▶ **Instruction**
Please substitute "all instances" for every occurrence of "every instance" in the lines below, leaving everything else unchanged.

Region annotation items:
* START *
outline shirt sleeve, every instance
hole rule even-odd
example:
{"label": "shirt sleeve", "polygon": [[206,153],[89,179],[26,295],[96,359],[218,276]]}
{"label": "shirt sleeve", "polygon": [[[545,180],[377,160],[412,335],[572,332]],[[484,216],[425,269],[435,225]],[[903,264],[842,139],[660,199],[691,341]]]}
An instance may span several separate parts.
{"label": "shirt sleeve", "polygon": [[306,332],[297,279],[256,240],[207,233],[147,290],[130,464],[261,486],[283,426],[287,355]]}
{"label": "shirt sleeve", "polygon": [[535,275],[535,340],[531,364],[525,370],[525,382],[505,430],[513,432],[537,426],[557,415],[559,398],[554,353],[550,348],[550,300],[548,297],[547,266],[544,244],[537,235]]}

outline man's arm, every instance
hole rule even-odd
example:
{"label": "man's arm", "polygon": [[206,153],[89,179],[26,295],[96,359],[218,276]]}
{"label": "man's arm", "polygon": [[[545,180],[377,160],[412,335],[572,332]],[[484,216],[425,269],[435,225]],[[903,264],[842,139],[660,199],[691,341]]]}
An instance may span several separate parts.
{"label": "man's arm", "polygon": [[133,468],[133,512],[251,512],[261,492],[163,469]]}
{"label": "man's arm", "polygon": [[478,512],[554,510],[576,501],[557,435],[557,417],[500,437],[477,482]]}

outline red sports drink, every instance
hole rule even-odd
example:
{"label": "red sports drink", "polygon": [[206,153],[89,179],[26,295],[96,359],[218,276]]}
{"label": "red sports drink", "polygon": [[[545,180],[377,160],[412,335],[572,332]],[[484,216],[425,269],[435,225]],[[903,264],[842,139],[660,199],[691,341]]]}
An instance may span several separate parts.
* END *
▶ **Result for this task**
outline shirt sleeve, all instances
hole rule even-odd
example:
{"label": "shirt sleeve", "polygon": [[206,153],[89,179],[26,295],[96,359],[218,276]]}
{"label": "shirt sleeve", "polygon": [[[545,180],[377,160],[412,335],[572,332]],[[484,216],[425,269],[435,225]],[[903,264],[842,139],[660,199],[691,341]]]}
An instance may span several separate parts.
{"label": "shirt sleeve", "polygon": [[306,332],[297,279],[256,240],[207,233],[147,290],[130,464],[261,486],[283,426],[287,355]]}
{"label": "shirt sleeve", "polygon": [[535,275],[535,340],[531,364],[525,370],[525,382],[505,430],[513,432],[537,426],[557,415],[559,398],[554,353],[550,348],[550,300],[548,297],[547,266],[544,244],[537,235]]}

outline man's arm, all instances
hole rule even-odd
example:
{"label": "man's arm", "polygon": [[206,153],[89,179],[26,295],[96,359],[218,276]]}
{"label": "man's arm", "polygon": [[[545,180],[377,160],[412,335],[572,332]],[[484,216],[425,269],[435,225]],[[903,264],[842,139],[660,199],[691,341]]]}
An instance may span several separate parts.
{"label": "man's arm", "polygon": [[133,468],[133,512],[251,512],[261,492],[163,469]]}
{"label": "man's arm", "polygon": [[478,512],[554,510],[576,501],[557,435],[557,417],[500,437],[477,482]]}

outline red sports drink, all instances
hole rule even-odd
example:
{"label": "red sports drink", "polygon": [[206,153],[89,179],[26,295],[96,359],[218,276]]}
{"label": "red sports drink", "polygon": [[[545,180],[377,160],[412,335],[572,332]],[[484,216],[425,269],[435,225]],[[903,264],[842,139],[660,199],[691,341]]]}
An instance may span several separate parts.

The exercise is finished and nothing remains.